• **Instructions for the task**
Copy out the lines from the one containing "Tag one spot per instance of the red white" through the last line, swapping "red white blue tail design" for "striped tail fin" and leaving everything else as it is.

• **Recorded data**

>> Start

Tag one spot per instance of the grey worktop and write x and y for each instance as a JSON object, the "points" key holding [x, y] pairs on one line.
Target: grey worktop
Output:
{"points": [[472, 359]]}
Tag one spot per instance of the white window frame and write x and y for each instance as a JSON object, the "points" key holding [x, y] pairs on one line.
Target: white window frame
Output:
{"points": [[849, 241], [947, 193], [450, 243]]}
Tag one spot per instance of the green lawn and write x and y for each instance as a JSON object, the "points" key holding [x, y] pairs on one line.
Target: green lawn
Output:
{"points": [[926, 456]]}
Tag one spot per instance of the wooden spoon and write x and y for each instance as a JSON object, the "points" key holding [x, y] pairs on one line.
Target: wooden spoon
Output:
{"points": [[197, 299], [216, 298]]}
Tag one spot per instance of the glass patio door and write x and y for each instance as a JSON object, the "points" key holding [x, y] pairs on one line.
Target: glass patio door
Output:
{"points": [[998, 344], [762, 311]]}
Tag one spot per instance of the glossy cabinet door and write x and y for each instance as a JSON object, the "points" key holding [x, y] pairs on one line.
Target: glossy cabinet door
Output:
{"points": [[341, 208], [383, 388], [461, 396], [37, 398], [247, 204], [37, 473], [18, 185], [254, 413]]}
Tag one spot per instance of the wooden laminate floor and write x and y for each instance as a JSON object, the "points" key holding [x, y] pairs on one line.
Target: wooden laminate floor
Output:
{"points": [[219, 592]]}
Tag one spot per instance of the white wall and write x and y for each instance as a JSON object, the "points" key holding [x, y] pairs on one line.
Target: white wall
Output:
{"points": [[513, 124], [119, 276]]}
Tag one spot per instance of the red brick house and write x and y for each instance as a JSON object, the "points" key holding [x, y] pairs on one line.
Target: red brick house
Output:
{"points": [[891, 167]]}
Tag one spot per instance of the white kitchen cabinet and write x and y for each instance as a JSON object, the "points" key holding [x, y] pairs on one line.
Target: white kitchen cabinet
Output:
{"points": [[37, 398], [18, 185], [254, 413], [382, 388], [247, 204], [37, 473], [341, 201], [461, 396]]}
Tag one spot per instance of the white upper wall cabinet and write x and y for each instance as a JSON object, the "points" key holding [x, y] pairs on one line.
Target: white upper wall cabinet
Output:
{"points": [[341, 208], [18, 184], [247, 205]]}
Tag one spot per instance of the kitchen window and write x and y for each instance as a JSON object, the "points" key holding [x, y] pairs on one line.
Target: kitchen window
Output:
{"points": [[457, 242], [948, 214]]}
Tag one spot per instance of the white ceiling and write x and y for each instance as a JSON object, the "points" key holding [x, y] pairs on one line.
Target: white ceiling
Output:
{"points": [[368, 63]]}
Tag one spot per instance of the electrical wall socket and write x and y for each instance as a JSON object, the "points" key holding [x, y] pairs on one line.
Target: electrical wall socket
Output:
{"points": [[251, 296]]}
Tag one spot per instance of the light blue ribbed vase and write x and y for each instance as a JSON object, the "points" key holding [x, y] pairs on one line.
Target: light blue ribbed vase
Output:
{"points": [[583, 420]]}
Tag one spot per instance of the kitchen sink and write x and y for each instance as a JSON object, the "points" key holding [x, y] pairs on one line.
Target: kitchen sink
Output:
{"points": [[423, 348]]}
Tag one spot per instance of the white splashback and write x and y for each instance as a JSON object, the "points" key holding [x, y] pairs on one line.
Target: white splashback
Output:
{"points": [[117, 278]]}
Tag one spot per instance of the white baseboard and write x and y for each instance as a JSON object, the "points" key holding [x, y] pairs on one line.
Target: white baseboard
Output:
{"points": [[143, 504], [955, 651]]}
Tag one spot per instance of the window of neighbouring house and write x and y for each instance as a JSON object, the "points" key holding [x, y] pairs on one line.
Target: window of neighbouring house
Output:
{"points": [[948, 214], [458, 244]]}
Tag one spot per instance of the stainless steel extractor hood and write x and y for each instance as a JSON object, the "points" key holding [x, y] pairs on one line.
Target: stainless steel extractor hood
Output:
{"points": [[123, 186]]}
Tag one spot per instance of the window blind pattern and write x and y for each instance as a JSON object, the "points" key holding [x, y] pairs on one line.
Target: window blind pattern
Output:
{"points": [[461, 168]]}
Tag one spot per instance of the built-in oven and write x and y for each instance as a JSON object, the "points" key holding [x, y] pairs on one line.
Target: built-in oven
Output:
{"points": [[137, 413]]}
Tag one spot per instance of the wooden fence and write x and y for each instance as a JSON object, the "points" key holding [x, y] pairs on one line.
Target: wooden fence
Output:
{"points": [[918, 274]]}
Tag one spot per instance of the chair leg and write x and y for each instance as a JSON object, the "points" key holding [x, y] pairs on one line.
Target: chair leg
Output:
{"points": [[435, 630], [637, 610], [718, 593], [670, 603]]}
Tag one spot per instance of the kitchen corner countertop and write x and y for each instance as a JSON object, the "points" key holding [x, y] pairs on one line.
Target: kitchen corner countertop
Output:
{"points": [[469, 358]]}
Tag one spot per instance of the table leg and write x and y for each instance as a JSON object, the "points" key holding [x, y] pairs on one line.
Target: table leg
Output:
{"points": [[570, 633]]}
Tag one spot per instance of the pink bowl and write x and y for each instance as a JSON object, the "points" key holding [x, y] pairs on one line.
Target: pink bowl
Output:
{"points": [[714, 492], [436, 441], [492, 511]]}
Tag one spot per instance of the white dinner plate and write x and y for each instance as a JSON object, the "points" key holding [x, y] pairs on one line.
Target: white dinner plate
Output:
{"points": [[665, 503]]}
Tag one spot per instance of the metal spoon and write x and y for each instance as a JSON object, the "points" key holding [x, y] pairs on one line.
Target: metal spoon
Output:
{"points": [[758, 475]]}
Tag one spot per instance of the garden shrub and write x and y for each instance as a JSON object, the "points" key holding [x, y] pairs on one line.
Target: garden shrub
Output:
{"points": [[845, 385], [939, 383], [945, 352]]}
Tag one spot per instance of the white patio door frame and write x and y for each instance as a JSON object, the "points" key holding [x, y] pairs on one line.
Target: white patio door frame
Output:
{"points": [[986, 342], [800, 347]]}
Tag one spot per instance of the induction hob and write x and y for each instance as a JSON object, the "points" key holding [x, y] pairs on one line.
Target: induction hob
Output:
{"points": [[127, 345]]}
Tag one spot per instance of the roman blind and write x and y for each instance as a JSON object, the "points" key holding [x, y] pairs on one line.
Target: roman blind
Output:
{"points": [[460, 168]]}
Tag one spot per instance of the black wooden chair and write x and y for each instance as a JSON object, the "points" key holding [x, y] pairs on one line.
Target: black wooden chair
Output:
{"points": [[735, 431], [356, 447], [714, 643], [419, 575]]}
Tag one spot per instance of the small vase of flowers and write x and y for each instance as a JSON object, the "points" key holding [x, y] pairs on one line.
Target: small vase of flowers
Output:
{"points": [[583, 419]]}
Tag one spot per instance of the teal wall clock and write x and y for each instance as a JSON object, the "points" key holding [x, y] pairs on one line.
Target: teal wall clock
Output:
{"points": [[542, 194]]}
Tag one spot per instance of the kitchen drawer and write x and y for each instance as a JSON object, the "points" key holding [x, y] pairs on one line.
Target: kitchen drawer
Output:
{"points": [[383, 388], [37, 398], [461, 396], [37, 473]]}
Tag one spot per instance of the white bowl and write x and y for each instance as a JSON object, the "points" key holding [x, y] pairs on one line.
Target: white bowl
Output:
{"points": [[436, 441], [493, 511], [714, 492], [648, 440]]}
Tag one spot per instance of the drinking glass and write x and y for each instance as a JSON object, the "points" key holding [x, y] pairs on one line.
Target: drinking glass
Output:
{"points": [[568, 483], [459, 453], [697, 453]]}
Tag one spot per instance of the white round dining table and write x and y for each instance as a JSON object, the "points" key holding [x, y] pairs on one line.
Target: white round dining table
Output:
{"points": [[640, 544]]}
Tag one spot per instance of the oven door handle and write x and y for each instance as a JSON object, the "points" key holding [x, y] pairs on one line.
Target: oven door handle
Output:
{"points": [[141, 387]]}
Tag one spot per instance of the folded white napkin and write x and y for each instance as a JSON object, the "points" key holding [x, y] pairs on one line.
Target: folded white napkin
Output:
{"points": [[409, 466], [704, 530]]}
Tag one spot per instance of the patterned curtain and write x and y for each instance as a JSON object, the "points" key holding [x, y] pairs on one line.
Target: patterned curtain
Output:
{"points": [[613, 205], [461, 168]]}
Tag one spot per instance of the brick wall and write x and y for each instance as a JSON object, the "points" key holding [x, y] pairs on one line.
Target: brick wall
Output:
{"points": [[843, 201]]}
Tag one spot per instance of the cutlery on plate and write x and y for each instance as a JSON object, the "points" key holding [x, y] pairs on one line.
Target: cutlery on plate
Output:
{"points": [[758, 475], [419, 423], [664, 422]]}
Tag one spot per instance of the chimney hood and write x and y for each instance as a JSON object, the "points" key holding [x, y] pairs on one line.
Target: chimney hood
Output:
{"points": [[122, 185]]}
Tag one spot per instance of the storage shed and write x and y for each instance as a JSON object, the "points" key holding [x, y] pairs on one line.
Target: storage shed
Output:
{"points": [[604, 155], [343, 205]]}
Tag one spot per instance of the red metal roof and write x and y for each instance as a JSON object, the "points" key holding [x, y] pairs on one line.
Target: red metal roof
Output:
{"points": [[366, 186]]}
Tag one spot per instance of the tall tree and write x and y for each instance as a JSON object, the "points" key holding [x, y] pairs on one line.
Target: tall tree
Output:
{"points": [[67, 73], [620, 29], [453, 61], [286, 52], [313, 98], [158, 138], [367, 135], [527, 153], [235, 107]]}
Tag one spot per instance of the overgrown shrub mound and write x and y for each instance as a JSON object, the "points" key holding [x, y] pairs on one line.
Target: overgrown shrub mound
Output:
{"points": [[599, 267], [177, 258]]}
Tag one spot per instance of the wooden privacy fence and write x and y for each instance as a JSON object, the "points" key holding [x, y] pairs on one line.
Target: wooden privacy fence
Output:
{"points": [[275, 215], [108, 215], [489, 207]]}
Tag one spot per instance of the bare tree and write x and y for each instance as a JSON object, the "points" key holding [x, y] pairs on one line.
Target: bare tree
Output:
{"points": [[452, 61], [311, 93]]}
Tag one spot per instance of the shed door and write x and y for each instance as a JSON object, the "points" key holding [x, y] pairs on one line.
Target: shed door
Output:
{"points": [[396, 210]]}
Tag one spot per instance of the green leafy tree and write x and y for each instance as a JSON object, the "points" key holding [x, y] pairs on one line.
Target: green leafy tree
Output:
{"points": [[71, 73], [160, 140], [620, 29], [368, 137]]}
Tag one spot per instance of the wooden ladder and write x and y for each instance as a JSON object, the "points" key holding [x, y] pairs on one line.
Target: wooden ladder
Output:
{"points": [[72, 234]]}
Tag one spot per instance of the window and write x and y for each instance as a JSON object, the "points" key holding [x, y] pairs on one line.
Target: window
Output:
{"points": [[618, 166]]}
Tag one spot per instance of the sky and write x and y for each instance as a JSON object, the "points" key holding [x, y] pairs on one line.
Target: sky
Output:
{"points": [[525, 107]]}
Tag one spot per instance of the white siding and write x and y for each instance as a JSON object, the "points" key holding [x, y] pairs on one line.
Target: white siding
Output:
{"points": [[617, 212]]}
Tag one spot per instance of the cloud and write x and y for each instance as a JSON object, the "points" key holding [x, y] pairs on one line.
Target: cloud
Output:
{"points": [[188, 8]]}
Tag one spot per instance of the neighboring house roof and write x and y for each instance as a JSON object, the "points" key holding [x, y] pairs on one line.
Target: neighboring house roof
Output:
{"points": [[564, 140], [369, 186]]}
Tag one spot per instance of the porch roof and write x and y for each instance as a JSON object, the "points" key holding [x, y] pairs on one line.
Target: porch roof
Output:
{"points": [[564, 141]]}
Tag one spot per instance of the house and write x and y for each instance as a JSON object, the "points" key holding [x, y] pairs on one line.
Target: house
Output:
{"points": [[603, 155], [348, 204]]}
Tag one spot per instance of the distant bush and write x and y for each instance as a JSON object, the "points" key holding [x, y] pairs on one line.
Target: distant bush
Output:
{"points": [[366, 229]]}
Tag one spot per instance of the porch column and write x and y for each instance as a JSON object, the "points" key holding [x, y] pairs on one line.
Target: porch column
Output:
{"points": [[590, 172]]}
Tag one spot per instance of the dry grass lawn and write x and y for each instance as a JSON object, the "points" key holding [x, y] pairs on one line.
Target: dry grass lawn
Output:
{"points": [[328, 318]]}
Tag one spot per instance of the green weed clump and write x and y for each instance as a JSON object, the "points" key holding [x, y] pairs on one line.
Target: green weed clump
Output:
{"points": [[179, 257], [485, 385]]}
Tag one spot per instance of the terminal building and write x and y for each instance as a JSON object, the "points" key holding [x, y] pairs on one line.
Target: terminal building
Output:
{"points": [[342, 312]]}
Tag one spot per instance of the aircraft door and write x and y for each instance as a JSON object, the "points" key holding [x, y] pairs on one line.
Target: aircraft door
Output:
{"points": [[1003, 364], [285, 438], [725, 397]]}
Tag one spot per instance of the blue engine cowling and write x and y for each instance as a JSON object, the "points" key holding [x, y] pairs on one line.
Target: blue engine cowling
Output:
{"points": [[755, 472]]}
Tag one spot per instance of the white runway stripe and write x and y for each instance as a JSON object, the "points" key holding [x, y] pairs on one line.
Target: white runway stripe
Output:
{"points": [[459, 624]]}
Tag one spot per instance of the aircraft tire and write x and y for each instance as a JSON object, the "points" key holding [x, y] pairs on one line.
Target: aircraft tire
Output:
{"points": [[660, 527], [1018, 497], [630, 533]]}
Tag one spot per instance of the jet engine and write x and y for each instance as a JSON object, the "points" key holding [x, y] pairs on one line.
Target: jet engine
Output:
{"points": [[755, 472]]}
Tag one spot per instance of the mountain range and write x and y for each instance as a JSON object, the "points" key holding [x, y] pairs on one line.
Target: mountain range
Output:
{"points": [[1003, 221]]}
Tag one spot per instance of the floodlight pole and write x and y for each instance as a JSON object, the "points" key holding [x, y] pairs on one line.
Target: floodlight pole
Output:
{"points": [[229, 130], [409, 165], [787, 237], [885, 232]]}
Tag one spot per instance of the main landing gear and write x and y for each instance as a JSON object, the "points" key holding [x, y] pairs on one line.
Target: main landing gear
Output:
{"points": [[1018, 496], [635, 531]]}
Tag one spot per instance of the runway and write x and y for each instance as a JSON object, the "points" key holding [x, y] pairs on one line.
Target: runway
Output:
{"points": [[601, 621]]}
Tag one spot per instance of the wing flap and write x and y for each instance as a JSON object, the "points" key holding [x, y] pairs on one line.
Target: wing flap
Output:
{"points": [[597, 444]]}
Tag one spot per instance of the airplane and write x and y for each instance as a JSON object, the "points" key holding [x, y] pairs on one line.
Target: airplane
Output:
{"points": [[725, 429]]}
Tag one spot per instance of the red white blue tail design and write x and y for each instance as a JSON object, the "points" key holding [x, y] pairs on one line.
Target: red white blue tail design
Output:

>> End

• **Answer to this problem**
Tag one spot per instance of the striped tail fin and write x and y for each instance as a JSON object, the "points" key holding [x, y] pairs on one line.
Target: striped tail fin
Output:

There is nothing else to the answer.